_Data records_.
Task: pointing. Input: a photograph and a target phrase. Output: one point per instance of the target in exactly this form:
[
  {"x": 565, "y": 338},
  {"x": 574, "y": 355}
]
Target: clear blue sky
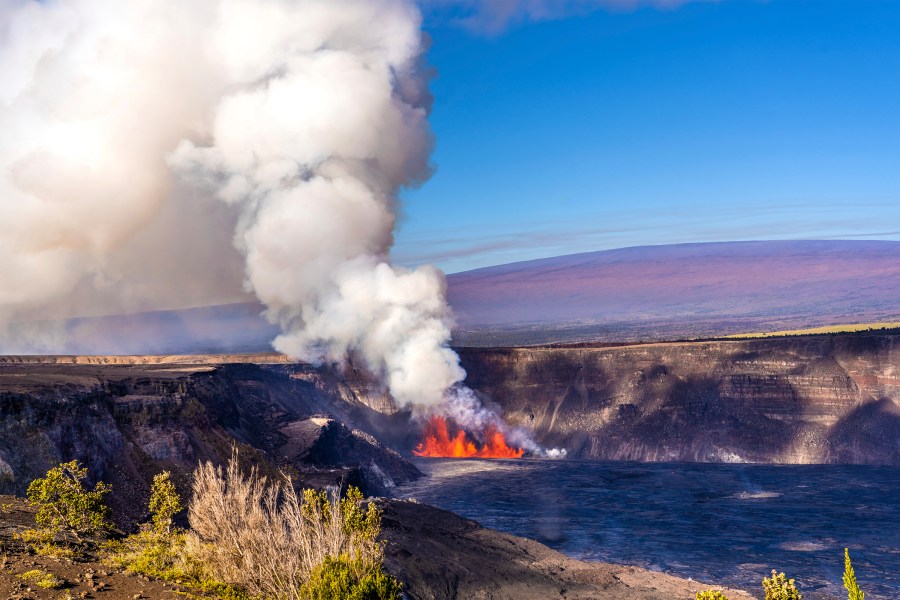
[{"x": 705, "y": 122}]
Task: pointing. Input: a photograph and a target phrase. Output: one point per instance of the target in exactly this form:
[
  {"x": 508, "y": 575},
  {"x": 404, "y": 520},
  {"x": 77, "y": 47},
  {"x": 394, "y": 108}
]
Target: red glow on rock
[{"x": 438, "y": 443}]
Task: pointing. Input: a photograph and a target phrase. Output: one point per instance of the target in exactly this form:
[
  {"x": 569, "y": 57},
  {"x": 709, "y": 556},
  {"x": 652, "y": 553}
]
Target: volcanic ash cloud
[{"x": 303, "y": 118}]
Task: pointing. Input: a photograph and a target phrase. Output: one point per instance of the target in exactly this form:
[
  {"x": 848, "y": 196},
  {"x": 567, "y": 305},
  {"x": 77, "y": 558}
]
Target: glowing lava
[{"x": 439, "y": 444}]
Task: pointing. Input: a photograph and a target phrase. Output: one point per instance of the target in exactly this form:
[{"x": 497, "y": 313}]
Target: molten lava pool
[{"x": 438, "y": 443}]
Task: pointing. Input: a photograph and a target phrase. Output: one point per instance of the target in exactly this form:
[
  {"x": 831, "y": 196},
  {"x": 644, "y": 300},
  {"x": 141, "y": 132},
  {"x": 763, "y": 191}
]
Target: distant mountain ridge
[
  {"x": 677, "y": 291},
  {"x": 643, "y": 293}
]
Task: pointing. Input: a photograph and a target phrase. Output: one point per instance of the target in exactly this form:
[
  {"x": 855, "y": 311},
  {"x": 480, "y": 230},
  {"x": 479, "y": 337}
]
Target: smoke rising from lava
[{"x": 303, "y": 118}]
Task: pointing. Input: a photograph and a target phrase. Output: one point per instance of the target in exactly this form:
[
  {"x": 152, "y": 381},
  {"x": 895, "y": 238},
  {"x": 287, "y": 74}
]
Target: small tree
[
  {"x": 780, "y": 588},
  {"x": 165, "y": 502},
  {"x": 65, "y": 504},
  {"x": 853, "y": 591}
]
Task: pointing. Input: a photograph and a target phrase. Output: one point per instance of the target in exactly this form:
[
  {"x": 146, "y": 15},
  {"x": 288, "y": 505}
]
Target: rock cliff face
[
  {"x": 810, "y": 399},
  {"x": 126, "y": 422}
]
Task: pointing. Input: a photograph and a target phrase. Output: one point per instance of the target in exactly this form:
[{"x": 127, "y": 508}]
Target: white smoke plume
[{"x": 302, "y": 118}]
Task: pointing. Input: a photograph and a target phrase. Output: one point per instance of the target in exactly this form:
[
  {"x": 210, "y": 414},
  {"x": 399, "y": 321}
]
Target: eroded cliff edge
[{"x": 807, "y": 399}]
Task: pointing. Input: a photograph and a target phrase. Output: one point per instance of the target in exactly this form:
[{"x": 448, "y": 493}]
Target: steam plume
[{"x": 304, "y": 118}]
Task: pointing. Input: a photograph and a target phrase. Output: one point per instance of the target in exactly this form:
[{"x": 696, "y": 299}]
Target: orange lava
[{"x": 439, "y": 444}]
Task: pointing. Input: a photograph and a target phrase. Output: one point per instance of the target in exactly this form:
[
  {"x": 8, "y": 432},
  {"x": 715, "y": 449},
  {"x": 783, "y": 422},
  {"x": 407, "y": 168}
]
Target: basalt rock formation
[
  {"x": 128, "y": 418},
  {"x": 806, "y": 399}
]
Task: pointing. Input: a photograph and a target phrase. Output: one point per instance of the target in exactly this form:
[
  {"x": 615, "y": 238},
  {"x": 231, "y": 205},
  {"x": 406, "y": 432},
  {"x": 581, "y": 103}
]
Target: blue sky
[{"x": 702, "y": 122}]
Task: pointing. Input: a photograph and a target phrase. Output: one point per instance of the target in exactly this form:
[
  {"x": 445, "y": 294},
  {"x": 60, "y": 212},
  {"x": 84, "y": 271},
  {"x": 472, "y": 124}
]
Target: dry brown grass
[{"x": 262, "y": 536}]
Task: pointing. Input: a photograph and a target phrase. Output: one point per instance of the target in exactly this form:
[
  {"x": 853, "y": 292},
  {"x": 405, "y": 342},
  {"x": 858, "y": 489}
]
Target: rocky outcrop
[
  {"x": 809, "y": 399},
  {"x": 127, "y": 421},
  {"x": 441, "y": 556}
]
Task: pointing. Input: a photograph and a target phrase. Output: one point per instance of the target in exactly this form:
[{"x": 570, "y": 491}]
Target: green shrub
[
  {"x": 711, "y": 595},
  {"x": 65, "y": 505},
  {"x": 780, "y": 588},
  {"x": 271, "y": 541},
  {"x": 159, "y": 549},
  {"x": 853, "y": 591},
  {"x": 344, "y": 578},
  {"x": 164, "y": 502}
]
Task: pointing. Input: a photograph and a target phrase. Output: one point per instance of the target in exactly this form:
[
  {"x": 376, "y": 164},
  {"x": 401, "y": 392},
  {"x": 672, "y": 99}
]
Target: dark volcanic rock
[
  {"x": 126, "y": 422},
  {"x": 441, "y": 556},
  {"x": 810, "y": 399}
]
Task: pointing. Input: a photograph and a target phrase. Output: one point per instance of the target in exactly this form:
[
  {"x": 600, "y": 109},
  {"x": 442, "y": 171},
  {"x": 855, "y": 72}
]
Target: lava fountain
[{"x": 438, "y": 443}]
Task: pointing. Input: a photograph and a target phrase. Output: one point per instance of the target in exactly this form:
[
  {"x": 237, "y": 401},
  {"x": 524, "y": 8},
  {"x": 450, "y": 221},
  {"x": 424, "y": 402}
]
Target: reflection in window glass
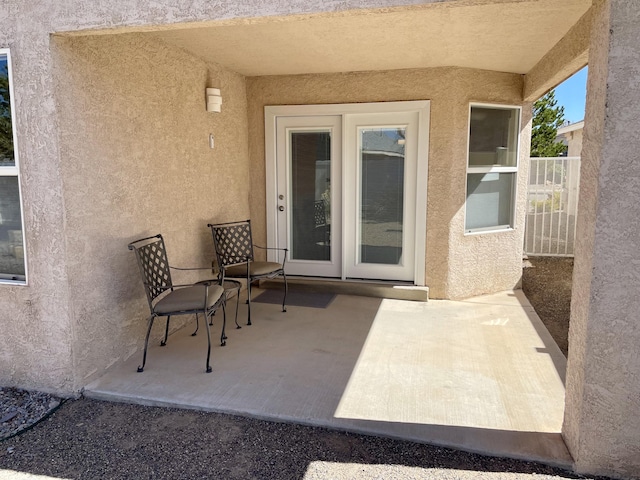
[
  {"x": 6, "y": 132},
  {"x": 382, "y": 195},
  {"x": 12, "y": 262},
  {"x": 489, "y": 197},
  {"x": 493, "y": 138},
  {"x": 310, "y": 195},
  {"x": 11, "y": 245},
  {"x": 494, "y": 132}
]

...

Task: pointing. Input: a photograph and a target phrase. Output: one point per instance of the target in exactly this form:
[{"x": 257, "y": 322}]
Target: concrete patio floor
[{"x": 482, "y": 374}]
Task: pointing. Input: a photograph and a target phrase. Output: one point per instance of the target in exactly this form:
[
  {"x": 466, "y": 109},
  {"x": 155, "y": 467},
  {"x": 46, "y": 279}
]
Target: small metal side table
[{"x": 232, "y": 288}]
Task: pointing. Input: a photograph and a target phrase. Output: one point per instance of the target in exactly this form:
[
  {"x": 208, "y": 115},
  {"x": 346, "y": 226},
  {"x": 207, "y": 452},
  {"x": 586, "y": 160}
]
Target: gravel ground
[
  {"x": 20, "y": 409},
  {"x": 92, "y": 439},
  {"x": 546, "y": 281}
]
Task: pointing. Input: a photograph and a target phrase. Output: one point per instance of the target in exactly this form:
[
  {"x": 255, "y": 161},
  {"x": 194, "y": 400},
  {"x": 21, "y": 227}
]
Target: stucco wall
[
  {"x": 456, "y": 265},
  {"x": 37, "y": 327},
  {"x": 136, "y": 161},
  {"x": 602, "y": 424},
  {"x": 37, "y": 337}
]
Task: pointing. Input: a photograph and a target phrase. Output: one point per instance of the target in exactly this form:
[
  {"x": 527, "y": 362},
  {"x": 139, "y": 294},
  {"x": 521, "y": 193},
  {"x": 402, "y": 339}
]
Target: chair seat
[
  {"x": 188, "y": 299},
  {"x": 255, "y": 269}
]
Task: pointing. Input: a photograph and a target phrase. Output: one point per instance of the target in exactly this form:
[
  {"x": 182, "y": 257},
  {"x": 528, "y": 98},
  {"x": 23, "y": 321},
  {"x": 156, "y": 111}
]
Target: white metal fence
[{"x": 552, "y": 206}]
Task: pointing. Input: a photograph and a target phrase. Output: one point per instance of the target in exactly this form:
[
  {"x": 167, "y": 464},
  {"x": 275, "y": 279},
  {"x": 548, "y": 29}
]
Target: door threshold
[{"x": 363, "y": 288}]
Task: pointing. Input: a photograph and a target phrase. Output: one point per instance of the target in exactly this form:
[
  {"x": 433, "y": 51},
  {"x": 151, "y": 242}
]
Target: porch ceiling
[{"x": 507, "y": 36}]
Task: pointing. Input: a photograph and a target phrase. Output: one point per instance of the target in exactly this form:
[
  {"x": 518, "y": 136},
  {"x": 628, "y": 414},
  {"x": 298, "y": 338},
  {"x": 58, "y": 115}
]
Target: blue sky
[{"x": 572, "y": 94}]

--

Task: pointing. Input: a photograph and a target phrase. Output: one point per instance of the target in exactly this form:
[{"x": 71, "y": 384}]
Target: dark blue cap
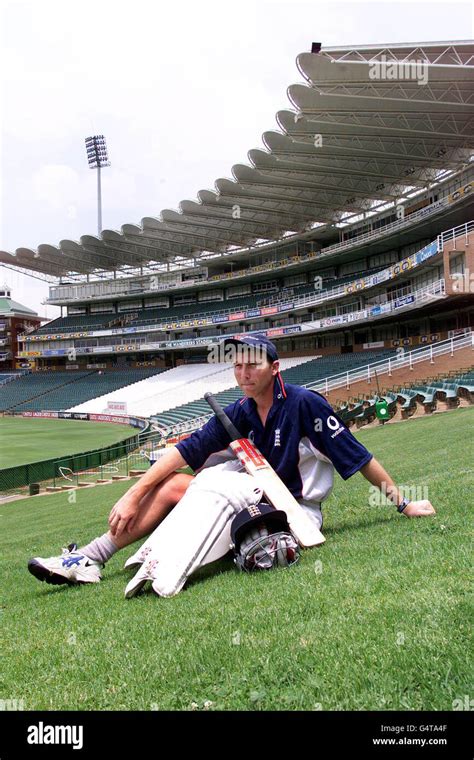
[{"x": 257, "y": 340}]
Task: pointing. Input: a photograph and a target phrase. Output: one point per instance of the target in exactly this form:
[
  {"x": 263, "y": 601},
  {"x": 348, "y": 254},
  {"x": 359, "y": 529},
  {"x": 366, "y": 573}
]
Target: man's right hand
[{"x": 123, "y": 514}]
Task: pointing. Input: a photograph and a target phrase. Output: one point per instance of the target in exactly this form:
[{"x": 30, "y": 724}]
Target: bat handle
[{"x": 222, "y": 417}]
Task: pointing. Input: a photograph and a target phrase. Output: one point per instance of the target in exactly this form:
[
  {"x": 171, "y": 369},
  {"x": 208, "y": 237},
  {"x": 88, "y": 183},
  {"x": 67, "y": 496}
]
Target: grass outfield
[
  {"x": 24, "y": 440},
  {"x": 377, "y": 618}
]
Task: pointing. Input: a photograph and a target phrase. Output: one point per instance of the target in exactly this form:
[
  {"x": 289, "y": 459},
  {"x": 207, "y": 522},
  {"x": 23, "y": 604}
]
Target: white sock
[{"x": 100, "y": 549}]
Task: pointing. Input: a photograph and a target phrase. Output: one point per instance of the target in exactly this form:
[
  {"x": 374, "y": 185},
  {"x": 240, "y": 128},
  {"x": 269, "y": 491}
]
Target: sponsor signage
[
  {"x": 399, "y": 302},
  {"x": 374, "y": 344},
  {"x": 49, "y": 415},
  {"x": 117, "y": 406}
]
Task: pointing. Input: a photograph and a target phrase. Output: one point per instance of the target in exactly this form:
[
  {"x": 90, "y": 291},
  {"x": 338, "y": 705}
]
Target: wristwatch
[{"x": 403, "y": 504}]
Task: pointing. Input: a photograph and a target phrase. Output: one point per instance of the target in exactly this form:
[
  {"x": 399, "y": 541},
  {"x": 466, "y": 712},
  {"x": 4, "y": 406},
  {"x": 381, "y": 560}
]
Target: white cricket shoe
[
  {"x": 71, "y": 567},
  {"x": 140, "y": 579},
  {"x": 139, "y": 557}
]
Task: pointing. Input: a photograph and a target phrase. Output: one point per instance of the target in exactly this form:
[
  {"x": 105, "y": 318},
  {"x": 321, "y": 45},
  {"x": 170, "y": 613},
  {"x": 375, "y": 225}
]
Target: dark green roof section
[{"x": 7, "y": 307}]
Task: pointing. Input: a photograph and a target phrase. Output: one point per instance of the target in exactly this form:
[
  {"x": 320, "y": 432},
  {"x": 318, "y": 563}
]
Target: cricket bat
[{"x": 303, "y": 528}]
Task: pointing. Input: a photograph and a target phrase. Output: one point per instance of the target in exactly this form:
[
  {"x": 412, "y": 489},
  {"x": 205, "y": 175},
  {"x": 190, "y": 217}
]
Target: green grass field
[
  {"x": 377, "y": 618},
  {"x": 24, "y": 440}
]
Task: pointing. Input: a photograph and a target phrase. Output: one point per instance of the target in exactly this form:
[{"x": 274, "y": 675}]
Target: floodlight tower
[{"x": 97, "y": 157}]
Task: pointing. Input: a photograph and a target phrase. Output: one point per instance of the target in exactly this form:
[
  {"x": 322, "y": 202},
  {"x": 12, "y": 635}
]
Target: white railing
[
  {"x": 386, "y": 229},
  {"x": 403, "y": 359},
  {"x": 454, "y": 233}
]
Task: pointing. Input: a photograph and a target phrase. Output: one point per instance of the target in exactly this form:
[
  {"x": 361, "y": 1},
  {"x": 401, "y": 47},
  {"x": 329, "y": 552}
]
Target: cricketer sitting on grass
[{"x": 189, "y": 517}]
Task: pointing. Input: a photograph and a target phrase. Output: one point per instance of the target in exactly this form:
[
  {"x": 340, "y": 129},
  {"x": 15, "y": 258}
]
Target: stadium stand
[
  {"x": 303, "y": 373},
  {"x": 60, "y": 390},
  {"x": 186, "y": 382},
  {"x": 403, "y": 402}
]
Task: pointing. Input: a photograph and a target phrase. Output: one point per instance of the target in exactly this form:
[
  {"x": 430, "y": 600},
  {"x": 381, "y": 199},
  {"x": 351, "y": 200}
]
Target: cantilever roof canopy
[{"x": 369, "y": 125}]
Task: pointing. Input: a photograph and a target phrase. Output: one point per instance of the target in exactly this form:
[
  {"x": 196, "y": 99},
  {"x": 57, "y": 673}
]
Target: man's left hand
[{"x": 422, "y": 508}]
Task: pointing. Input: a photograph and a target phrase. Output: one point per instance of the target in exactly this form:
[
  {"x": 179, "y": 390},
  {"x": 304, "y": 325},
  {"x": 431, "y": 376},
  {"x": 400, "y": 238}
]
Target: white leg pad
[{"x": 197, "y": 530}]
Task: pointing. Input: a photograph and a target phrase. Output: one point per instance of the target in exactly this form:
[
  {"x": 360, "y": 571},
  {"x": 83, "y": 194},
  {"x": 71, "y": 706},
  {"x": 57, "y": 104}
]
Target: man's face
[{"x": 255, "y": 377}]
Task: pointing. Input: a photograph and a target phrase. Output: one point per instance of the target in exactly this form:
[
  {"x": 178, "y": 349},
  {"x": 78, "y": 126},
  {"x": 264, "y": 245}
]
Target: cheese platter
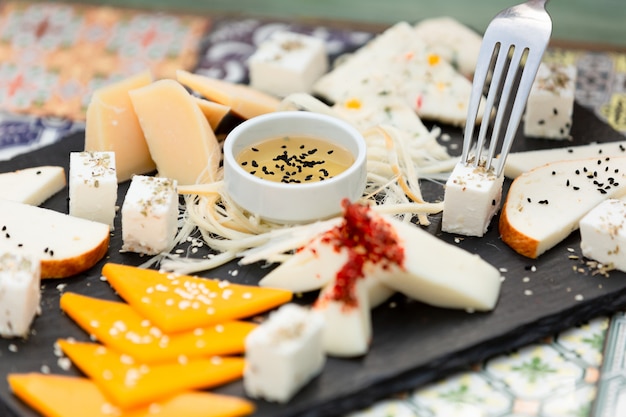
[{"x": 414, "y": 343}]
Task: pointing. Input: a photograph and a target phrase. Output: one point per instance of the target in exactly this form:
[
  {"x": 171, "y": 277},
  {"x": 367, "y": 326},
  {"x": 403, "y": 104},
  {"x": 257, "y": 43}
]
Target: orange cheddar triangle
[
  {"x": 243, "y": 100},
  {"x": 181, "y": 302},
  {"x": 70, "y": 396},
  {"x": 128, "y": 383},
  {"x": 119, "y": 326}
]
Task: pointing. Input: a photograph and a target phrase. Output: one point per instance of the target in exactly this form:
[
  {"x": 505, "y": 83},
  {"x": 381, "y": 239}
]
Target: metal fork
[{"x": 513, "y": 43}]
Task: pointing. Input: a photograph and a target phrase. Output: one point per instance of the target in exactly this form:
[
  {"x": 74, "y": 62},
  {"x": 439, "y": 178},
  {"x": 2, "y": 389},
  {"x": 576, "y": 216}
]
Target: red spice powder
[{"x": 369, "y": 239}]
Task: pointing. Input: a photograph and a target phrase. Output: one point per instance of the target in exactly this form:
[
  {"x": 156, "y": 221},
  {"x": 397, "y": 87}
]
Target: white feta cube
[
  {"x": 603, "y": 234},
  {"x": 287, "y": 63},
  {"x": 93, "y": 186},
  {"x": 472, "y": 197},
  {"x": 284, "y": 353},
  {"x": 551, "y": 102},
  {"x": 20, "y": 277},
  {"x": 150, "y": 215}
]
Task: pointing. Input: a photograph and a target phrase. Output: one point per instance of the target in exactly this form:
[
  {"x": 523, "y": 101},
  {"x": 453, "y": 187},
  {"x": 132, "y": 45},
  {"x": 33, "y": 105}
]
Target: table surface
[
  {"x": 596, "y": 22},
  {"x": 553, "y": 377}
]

_Written task_.
Please pick out every line in the records above that contains the word "grass" and copy each one.

_Exercise answer_.
Target: dry brown grass
Target: grass outfield
Target: green grass field
Target: cricketer sitting on grass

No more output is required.